→ Text section:
----------------------------------------

This table lists the numerical performance of different machine learning algorithms in the identification of different III-level disease. These experiment cases are just some attempts. The results in italics are obtained using LR.

AUC: Area Under the Receiver Operating Characteristic Curve; DNN: Deep Neural Networks; LR: Logistic Regression; RF: Random Forest; SVM: Support Vector Machine; XGBoost: Extreme Gradient Boosting.

Discussion

Previous research has established the effectiveness of utilizing machine learning for the computer-aid diagnosis of nontraumatic acute abdomen with structured data.^19–27 This article provides further evidence to underscore the ability of machine learning in gaining a certain depth understanding of a variety of NTAA diseases, even when working with limited surface-level information.

The identification of I-level diseases demonstrated exceptional performance, which is intuitively expected given that I-level disease information is inherently more superficial and readily identifiable. The commendable performance was further extended to the recognition of II-level diseases, suggesting the potential of the proposed framework in extracting disease information at a more profound level.

As inferred from Supplemental Table S5, most II-level diseases possess their own significant symptoms. A notable exception was observed in kidney and ureteral diseases, which had far fewer significant features. This may suggest that precise diagnoses of II-level diseases in urinary system require more extensive laboratory examinations.

Without the support of detailed pathological examinations, the diagnosis of specific diseases is prone to errors; hence the attempt in this study was to diagnose some common diseases. In Table 4, the findings reveal that in certain instances, such as the detection of intestinal obstruction and appendicitis, high-accuracy diagnoses were achieved even without the aid of detailed laboratory tests. But, for the identification of III-level diseases, this study only presented localized solution outcomes, with the study samples confined to II-level parent diseases. Whether these diseases can be accurately diagnosed solely based on surface-level information warrants further investigation within a broader context.

----------------------------------------

→ Provided data:
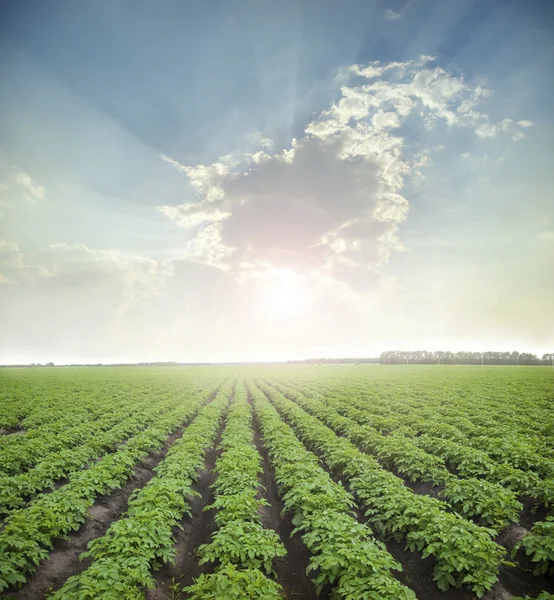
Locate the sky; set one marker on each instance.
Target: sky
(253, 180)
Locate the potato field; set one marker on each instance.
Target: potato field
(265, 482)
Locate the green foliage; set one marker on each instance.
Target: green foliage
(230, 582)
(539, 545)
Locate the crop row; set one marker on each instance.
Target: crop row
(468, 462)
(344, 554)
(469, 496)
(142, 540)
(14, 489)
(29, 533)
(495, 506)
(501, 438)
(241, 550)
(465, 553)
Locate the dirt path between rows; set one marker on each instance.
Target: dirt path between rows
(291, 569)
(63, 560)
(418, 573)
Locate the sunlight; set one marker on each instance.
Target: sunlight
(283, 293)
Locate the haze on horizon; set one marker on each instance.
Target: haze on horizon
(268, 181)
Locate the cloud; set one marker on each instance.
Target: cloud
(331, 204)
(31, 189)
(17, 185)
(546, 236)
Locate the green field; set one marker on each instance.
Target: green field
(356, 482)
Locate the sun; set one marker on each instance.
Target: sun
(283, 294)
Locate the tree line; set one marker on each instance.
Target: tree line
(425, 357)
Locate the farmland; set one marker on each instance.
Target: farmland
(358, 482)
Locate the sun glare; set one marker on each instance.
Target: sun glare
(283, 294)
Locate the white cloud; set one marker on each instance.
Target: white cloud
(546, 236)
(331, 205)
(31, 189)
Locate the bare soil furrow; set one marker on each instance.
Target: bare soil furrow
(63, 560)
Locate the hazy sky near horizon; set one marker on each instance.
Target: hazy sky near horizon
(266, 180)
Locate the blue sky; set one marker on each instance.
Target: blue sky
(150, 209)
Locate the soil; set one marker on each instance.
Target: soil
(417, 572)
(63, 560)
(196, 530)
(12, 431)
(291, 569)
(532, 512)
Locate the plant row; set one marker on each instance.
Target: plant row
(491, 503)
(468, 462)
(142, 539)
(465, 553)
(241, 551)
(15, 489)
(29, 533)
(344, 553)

----------------------------------------

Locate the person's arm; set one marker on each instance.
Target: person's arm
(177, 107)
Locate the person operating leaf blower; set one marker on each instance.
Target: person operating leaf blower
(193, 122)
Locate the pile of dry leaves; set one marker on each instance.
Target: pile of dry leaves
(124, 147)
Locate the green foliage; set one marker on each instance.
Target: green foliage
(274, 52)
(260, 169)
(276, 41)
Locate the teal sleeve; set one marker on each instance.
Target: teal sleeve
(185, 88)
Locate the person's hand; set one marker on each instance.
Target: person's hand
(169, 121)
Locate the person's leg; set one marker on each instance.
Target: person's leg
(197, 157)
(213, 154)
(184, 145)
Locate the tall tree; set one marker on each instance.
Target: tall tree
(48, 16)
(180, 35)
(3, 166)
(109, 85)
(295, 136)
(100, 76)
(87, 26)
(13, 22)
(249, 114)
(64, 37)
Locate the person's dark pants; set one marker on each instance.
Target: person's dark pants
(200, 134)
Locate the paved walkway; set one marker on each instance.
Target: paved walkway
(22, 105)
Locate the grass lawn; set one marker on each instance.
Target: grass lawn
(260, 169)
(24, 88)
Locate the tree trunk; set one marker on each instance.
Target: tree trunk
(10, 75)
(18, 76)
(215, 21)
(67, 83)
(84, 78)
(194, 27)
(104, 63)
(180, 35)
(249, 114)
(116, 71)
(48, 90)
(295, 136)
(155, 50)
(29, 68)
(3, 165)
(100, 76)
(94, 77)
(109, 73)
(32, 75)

----------------------------------------

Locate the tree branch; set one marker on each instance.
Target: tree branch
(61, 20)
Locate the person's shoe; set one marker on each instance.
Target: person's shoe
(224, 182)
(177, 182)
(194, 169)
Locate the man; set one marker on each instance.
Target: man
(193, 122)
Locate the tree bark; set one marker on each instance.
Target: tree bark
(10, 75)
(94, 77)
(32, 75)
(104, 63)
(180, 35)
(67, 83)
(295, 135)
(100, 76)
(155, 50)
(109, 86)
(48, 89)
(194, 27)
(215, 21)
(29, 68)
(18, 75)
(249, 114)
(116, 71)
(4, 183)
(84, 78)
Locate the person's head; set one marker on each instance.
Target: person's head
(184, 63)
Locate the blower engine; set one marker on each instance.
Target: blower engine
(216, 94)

----------------------------------------

→ Activity list:
- 1) In the machine-learning diagnosis text, which II-level diseases had far fewer significant features than the others?
- 2) Say whether each statement agrees with the machine-learning diagnosis text, answering yes or no with the deciding words quoted from it. (a) The results in italics were obtained using Random Forest. (b) Intestinal obstruction and appendicitis were diagnosed with high accuracy without detailed laboratory tests. (c) The study samples for III-level diseases were limited to II-level parent diseases.

→ Exercise solutions:
- 1) Kidney and ureteral diseases.

- 2)
(a) No: "The results in italics are obtained using LR."
(b) Yes: "high-accuracy diagnoses were achieved even without the aid of detailed laboratory tests"
(c) Yes: "with the study samples confined to II-level parent diseases"